* EXERCISE REQUIREMENTS *
With the line that contains "positive clicks: (49, 121) (16, 180)" as the final line, return every line from the start of the data below exactly.

Collected data entries:
((

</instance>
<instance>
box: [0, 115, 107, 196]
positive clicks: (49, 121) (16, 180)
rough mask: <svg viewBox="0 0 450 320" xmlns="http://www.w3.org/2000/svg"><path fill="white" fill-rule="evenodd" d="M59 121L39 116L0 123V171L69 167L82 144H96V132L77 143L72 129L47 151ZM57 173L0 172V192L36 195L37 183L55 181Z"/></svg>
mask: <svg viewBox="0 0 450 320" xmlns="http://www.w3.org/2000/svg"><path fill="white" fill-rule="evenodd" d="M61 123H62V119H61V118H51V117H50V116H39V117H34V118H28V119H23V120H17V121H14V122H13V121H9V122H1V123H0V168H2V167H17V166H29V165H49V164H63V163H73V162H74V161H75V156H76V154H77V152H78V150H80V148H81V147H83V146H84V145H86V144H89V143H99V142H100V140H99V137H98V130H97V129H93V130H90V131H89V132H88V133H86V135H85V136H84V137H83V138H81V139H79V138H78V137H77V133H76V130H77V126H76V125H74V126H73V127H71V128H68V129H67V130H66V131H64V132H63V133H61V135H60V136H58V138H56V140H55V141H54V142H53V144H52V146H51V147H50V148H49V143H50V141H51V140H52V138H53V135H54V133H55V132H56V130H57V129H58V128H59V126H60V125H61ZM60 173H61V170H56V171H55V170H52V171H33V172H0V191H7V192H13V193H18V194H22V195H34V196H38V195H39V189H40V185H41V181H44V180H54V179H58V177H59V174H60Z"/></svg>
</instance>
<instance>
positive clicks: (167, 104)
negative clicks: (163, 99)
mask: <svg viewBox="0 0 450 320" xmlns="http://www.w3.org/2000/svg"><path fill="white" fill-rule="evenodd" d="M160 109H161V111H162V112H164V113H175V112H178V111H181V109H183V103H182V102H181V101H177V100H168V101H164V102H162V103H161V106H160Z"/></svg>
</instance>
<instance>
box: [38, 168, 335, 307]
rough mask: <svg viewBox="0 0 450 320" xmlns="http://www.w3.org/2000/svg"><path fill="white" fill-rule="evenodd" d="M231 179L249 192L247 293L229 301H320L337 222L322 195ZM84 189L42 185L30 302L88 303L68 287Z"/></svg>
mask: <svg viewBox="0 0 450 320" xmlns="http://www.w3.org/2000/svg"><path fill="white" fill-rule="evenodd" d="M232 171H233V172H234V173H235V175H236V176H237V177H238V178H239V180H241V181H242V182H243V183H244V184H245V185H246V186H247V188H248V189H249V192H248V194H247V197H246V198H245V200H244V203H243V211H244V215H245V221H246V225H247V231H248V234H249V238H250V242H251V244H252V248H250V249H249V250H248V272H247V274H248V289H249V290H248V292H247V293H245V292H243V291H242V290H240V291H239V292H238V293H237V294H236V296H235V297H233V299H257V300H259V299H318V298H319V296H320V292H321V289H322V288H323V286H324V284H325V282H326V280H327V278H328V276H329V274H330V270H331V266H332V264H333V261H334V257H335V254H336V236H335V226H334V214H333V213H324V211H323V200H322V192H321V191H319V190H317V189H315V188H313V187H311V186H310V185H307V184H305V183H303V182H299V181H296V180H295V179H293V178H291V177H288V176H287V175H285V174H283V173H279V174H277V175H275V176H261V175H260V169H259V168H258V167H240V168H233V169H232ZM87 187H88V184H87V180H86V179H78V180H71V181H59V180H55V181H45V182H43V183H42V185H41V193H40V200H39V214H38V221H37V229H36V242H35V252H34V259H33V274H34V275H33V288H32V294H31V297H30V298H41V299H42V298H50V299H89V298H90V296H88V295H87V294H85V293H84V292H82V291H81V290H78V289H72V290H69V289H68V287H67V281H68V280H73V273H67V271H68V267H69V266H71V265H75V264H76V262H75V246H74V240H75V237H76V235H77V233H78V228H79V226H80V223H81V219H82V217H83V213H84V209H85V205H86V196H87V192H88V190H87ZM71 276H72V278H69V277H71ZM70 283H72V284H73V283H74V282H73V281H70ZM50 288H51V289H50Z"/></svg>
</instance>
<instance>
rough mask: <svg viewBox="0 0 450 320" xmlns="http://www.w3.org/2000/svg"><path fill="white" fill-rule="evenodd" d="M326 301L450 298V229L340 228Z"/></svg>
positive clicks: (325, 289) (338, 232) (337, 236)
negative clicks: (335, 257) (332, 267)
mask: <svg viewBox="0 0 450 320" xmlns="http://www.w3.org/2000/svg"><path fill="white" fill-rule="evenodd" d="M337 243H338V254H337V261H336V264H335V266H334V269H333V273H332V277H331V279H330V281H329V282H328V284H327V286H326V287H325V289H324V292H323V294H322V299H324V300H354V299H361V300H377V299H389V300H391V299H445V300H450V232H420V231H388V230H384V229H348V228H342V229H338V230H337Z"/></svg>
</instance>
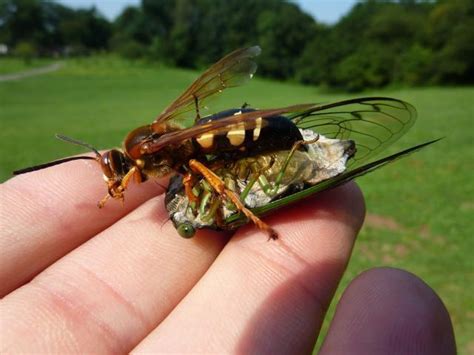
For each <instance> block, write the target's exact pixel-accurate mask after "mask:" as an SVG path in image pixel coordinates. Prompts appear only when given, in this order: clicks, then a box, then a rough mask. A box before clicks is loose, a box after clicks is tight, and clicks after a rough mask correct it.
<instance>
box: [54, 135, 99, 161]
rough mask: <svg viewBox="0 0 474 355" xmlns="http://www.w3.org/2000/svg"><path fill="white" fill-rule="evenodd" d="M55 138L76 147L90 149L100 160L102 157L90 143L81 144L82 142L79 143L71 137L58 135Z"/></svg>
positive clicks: (83, 143) (80, 141)
mask: <svg viewBox="0 0 474 355" xmlns="http://www.w3.org/2000/svg"><path fill="white" fill-rule="evenodd" d="M55 136H56V138H57V139H60V140H62V141H65V142H68V143H72V144H75V145H79V146H81V147H84V148H88V149H90V150H92V151H93V152H94V153H95V155H97V157H98V158H100V157H101V155H100V153H99V151H98V150H97V149H95V148H94V147H93V146H91V145H90V144H88V143H85V142H81V141H79V140H77V139H74V138H71V137H66V136H63V135H62V134H56V135H55Z"/></svg>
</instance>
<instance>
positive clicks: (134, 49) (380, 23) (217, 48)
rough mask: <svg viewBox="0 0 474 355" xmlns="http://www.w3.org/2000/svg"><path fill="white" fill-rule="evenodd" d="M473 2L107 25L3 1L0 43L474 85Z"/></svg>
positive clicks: (363, 78) (239, 15)
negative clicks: (260, 50) (220, 60)
mask: <svg viewBox="0 0 474 355" xmlns="http://www.w3.org/2000/svg"><path fill="white" fill-rule="evenodd" d="M473 28H474V2H473V1H472V0H438V1H417V0H399V1H381V0H366V1H363V2H358V3H357V4H356V5H355V6H354V7H353V8H352V9H351V11H350V12H349V13H348V14H347V15H346V16H344V17H343V18H342V19H341V20H340V21H339V22H338V23H337V24H335V25H333V26H327V25H323V24H320V23H318V22H316V21H315V20H314V19H313V18H312V17H310V16H309V15H308V14H306V13H304V12H303V11H302V10H301V9H300V8H299V7H298V6H297V5H295V4H294V3H290V2H285V1H281V0H261V1H258V2H255V1H253V0H227V1H213V0H176V1H173V0H161V1H153V0H142V3H141V5H140V6H139V7H128V8H126V9H124V11H123V12H122V14H120V16H118V18H117V19H116V20H115V21H114V22H113V23H109V22H108V21H107V20H105V19H104V18H103V17H102V16H101V15H100V14H99V13H98V12H97V11H96V9H94V8H91V9H87V10H72V9H69V8H67V7H65V6H62V5H59V4H56V3H53V2H49V1H45V0H3V1H2V2H1V4H0V42H1V43H6V44H7V45H9V46H10V47H13V48H14V47H16V46H17V45H19V44H20V43H30V44H31V46H32V48H34V49H35V51H36V53H37V54H43V55H52V54H56V55H57V54H68V55H71V54H72V55H82V54H88V53H90V52H94V51H99V50H104V49H109V50H112V51H115V52H117V53H119V54H121V55H122V56H124V57H126V58H129V59H130V58H131V59H137V58H147V59H149V60H153V61H160V62H164V63H167V64H170V65H174V66H180V67H187V68H205V67H207V66H208V65H209V64H211V63H213V62H215V61H216V60H217V59H219V58H221V57H222V56H224V55H225V54H227V53H229V52H231V51H232V50H235V49H236V48H239V47H245V46H249V45H254V44H259V45H260V46H261V47H262V48H263V53H262V55H261V57H260V58H259V75H262V76H266V77H271V78H276V79H282V80H288V79H290V80H297V81H299V82H302V83H305V84H314V85H323V86H326V87H330V88H337V89H342V90H347V91H360V90H364V89H367V88H379V87H383V86H386V85H391V84H404V85H430V84H456V83H459V84H472V83H474V31H472V29H473Z"/></svg>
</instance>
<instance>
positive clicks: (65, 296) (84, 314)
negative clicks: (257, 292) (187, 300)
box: [2, 196, 226, 352]
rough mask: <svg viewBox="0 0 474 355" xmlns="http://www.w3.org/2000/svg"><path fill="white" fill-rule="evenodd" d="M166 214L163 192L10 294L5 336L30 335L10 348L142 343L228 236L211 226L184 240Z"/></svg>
mask: <svg viewBox="0 0 474 355" xmlns="http://www.w3.org/2000/svg"><path fill="white" fill-rule="evenodd" d="M164 220H166V211H165V209H164V207H163V197H162V196H160V197H157V198H155V199H152V200H150V201H148V202H147V203H145V204H143V205H142V206H140V207H139V208H137V209H136V210H135V211H133V212H132V213H130V214H129V215H127V216H126V217H124V218H123V219H122V220H120V221H119V222H118V223H116V224H115V225H113V226H111V227H110V228H108V229H107V230H105V231H103V232H102V233H100V234H99V235H98V236H96V237H95V238H93V239H91V240H90V241H88V242H87V243H86V244H84V245H82V246H81V247H79V248H78V249H76V250H75V251H73V252H72V253H70V254H69V255H67V256H65V257H64V258H63V259H61V260H60V261H58V262H57V263H55V264H53V265H52V266H51V267H50V268H49V269H47V270H45V271H44V272H43V273H41V274H40V275H38V277H36V278H35V279H34V280H33V281H32V282H31V283H29V284H27V285H25V286H24V287H22V288H20V289H18V290H16V291H14V292H12V293H11V294H10V295H9V296H7V297H6V298H5V299H4V300H3V301H2V308H3V311H2V315H3V316H2V317H3V320H4V321H7V322H8V320H11V322H9V323H10V324H12V326H10V327H9V329H8V330H7V333H8V334H5V337H4V338H5V339H12V340H14V339H19V338H23V339H24V340H25V341H27V344H26V345H25V346H26V347H21V348H17V347H15V344H11V347H10V348H9V350H10V351H18V350H22V351H32V350H34V351H49V352H51V351H54V352H68V351H81V352H84V351H94V352H117V351H120V352H122V351H127V350H130V349H131V348H132V347H133V346H134V345H136V344H137V343H138V342H139V341H140V340H141V339H142V338H143V337H145V335H146V334H148V333H149V332H150V331H151V330H152V329H153V328H154V327H156V325H157V324H158V323H160V322H161V321H162V320H163V319H164V318H165V317H166V316H167V315H168V313H169V312H170V311H171V310H172V309H173V308H174V307H175V305H176V304H178V303H179V301H180V300H181V299H182V298H183V297H184V296H185V295H186V293H187V292H188V291H189V290H190V289H191V288H192V286H193V285H194V284H195V283H196V282H197V281H198V280H199V278H200V277H201V276H202V275H203V274H204V273H205V271H206V270H207V269H208V267H209V266H210V265H211V263H212V262H213V261H214V259H215V258H216V256H217V255H218V253H219V252H220V251H221V249H222V248H223V246H224V244H225V241H226V239H225V238H224V237H223V236H222V235H221V234H217V233H215V232H210V231H209V232H204V233H203V234H208V235H202V236H201V238H196V239H195V240H192V241H190V240H184V239H181V238H179V237H178V236H177V233H176V231H175V230H174V228H173V227H172V225H171V223H166V224H165V225H163V221H164ZM33 315H34V317H35V318H34V322H32V321H31V318H32V317H33ZM32 324H35V327H34V329H33V330H32V329H31V327H32ZM24 334H27V336H26V337H25V335H24ZM58 335H60V337H58ZM59 340H61V341H59ZM28 344H32V345H33V344H35V345H34V348H30V347H29V346H28ZM6 346H7V347H8V344H6ZM52 346H53V348H52Z"/></svg>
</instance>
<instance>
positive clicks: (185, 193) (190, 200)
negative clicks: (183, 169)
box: [183, 173, 198, 203]
mask: <svg viewBox="0 0 474 355" xmlns="http://www.w3.org/2000/svg"><path fill="white" fill-rule="evenodd" d="M195 182H196V178H195V176H194V175H193V174H192V173H186V174H185V175H184V177H183V185H184V192H185V194H186V197H187V198H188V200H189V202H194V203H197V202H198V198H197V196H196V195H194V193H193V187H194V183H195Z"/></svg>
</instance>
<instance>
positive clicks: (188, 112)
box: [154, 46, 261, 127]
mask: <svg viewBox="0 0 474 355" xmlns="http://www.w3.org/2000/svg"><path fill="white" fill-rule="evenodd" d="M260 52H261V49H260V47H259V46H254V47H249V48H242V49H238V50H236V51H234V52H232V53H230V54H228V55H227V56H225V57H224V58H222V59H221V60H219V61H218V62H217V63H215V64H213V65H212V66H211V67H210V68H209V69H207V70H206V71H205V72H204V73H203V74H202V75H201V76H200V77H199V78H198V79H196V81H194V82H193V83H192V84H191V86H189V87H188V88H187V89H186V91H184V92H183V94H181V96H179V97H178V98H177V99H176V100H175V101H173V102H172V103H171V104H170V105H169V106H168V107H167V108H166V109H165V110H164V111H163V112H162V113H161V114H160V115H159V116H158V117H157V118H156V119H155V121H154V123H156V122H164V121H170V120H172V121H173V122H174V123H175V124H176V125H177V126H181V127H185V126H186V122H188V121H189V116H190V115H189V113H194V116H195V114H196V107H195V105H196V101H197V103H198V106H199V107H200V108H202V107H204V105H205V104H206V101H207V99H208V98H210V97H211V96H213V95H214V94H217V93H220V92H222V91H223V90H225V89H227V88H230V87H235V86H239V85H242V84H243V83H245V82H246V81H248V80H249V79H250V78H251V77H252V76H253V74H254V73H255V71H256V70H257V64H256V63H255V62H254V61H253V58H255V57H256V56H258V55H259V54H260ZM186 114H188V115H186ZM194 116H192V117H194Z"/></svg>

))

* TASK SOLUTION *
</instance>
<instance>
box: [0, 115, 107, 196]
positive clicks: (49, 121) (16, 180)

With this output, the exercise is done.